━━━━━ MATERIAL FOR THIS TASK ━━━━━

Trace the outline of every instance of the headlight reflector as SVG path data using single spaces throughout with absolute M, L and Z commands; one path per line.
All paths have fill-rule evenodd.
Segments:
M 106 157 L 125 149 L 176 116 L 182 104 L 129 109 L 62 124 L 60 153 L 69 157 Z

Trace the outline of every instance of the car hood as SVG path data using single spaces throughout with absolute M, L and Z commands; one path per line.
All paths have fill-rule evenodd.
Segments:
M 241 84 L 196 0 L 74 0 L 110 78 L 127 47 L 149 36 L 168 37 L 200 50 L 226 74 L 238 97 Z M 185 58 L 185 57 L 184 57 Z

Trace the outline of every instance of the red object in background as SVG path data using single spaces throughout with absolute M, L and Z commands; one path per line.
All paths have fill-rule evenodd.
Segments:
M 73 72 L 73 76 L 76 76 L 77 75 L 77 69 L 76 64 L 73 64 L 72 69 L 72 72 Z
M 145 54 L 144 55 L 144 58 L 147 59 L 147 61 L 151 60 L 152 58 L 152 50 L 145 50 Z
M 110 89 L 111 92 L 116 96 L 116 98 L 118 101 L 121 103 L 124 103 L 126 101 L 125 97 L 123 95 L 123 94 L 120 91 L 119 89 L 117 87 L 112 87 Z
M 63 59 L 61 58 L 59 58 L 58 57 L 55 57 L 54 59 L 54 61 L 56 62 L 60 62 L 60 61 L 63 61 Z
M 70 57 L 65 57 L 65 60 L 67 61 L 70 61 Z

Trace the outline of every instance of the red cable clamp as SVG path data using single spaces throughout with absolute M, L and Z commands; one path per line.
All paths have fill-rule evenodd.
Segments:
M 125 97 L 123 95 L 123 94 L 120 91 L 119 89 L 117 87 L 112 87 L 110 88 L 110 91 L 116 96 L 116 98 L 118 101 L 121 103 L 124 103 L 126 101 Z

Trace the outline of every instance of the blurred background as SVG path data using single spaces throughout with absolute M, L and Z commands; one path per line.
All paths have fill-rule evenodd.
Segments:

━━━━━

> [TASK TO COMPLETE] Rewrite all the records above with "evenodd" changed to "nonzero" everywhere it occurs, keeping everything else the same.

> [FINISHED EXERCISE]
Trace the outline of every instance of the headlight reflector as SVG path data using single spaces throughout with absolute M, L and Z commands; one path per line.
All paths have fill-rule nonzero.
Segments:
M 106 157 L 125 149 L 176 116 L 182 104 L 129 109 L 62 124 L 60 153 L 69 157 Z

Trace the outline of every instance of the car hood as SVG path data using single spaces throughout with absolute M, L and Z commands; one path per line.
All paths have fill-rule nonzero.
Segments:
M 241 84 L 196 0 L 74 0 L 110 78 L 127 47 L 149 36 L 168 37 L 200 50 L 226 74 L 238 97 Z M 185 58 L 185 57 L 184 57 Z

Trace the outline of every instance of the red object in background as SVG path data using single spaces throughout with absolute M, L and Z commands; one path per line.
All paths have fill-rule nonzero.
Segments:
M 73 72 L 73 76 L 76 76 L 77 75 L 77 69 L 76 64 L 73 64 L 72 69 L 72 72 Z
M 145 54 L 144 55 L 144 58 L 147 59 L 147 61 L 151 60 L 152 58 L 152 50 L 145 50 Z
M 110 89 L 111 92 L 116 96 L 116 98 L 118 101 L 121 103 L 124 103 L 126 101 L 125 97 L 123 95 L 123 94 L 120 91 L 119 89 L 117 87 L 112 87 Z
M 63 59 L 61 58 L 59 58 L 58 57 L 55 57 L 54 59 L 54 61 L 56 62 L 60 62 L 60 61 L 63 61 Z
M 70 57 L 65 57 L 65 60 L 67 61 L 70 61 Z

Trace the outline of every instance of the red cable clamp as SVG path data using single spaces throughout with absolute M, L and Z commands; one path per line.
All paths have fill-rule nonzero.
Segments:
M 125 97 L 123 95 L 123 94 L 120 91 L 119 89 L 117 87 L 112 87 L 110 88 L 110 91 L 116 96 L 116 98 L 118 101 L 121 103 L 124 103 L 126 101 Z

Trace the outline of every instance of the blurred background as SVG path data using single spaces throughout with absolute M, L and Z commands; one path per line.
All paths have fill-rule nonzero.
Segments:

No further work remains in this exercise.